→ Your instructions: Your task is to transcribe all of the data below exactly, omitting the images.

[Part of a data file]
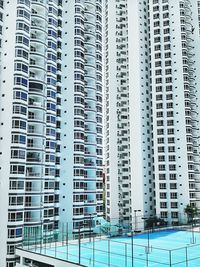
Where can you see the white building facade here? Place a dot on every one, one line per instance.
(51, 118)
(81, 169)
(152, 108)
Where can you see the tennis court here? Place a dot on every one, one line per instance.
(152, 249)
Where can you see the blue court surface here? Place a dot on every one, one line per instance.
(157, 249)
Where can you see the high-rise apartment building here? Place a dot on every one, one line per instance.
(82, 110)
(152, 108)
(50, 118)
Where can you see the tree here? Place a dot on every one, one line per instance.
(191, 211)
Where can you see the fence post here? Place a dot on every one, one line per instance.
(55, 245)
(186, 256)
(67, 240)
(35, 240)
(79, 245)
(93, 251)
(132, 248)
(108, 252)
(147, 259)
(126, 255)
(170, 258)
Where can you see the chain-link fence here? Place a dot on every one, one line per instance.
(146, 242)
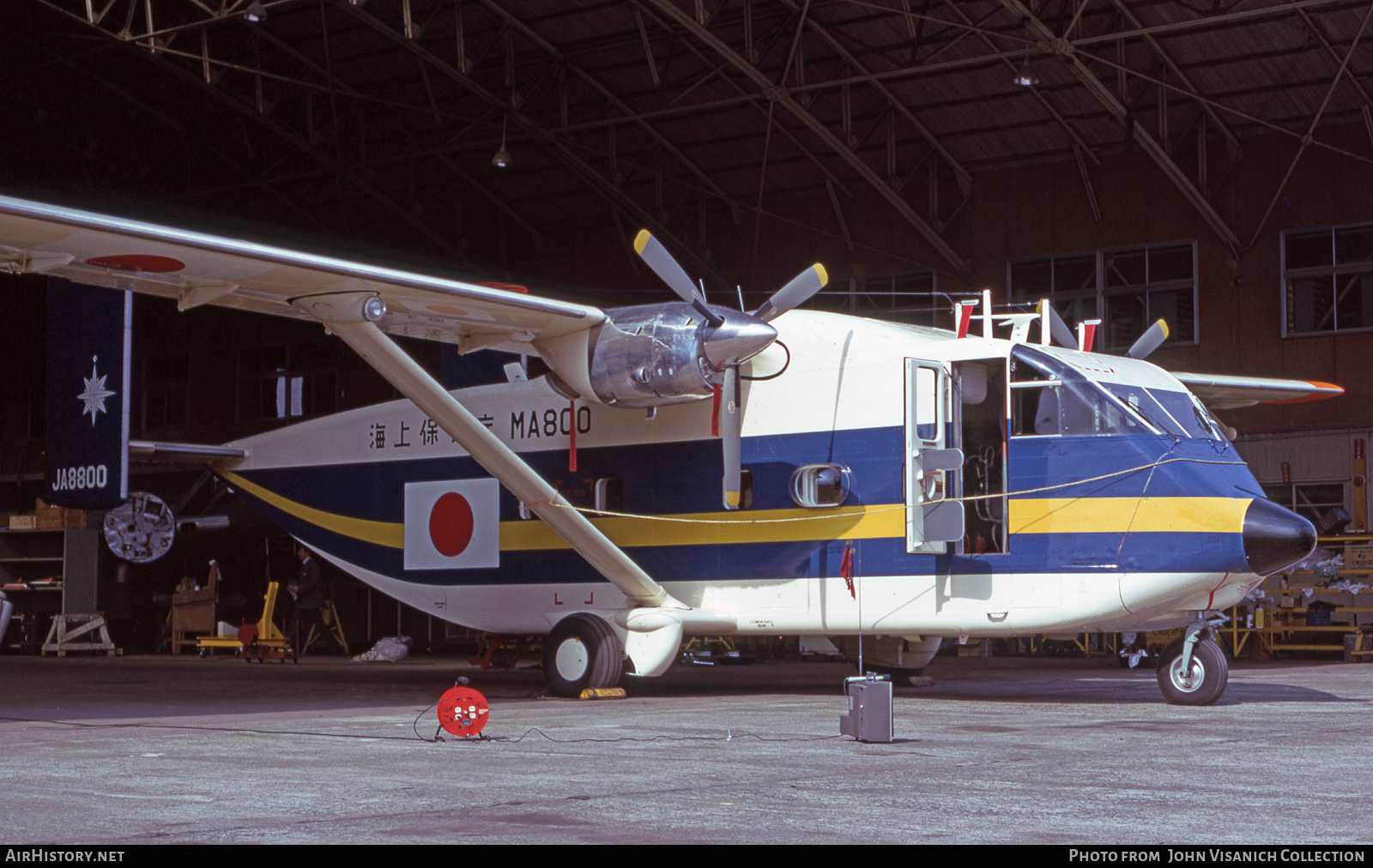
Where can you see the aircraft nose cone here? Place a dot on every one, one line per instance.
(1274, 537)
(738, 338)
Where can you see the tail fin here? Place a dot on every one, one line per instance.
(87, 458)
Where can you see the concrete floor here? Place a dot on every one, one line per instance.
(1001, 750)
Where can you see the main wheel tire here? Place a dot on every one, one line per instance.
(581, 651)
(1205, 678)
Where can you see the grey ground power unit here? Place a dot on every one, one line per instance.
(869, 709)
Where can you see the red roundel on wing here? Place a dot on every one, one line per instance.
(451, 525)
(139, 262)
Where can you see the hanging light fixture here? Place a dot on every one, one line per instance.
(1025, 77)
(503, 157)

→ Solution for this task:
Where can you see the white building facade here? Place a dot on every one, one line per instance.
(51, 118)
(81, 169)
(152, 108)
Where can you see the tennis court here? Place a dot on every one, one line per instance.
(152, 249)
Where can you see the blue court surface here? Place a dot on every one, one line per instance.
(157, 249)
Where can you see the high-rise apartment building here? Place a dot on every one, one line per instance.
(82, 110)
(152, 108)
(50, 118)
Where can you see the tree here? Place a dot on every one, one line per instance.
(191, 211)
Where can you see the fence post here? Place a dot on every one, one line per instance.
(55, 245)
(186, 256)
(67, 240)
(35, 240)
(79, 245)
(93, 251)
(132, 248)
(108, 252)
(147, 259)
(126, 255)
(170, 258)
Where can you see the chain-link fence here? Place a dot on every one, one line per instance.
(146, 242)
Where can you see the aircraft nose cone here? Place a dot on every one, one line per instance.
(1274, 537)
(738, 338)
Where can you see the tail fin here? Place a dot on every one, one line per instance.
(87, 458)
Where can you see the concrete floor here? Place a dot on every one, one line per instance.
(1001, 750)
Where can you see the main wheel tire here? Place a dot on every one, one line per instance.
(581, 651)
(1205, 678)
Where can you see the grey ground power unit here? Place a dot on every one, one line per instance.
(869, 709)
Where can you see the red roundel on wing here? Place a dot on every one, one line per instance.
(451, 525)
(139, 262)
Where can you see the hanging light fixture here? Place a dot on every one, one line per instance.
(1025, 77)
(503, 157)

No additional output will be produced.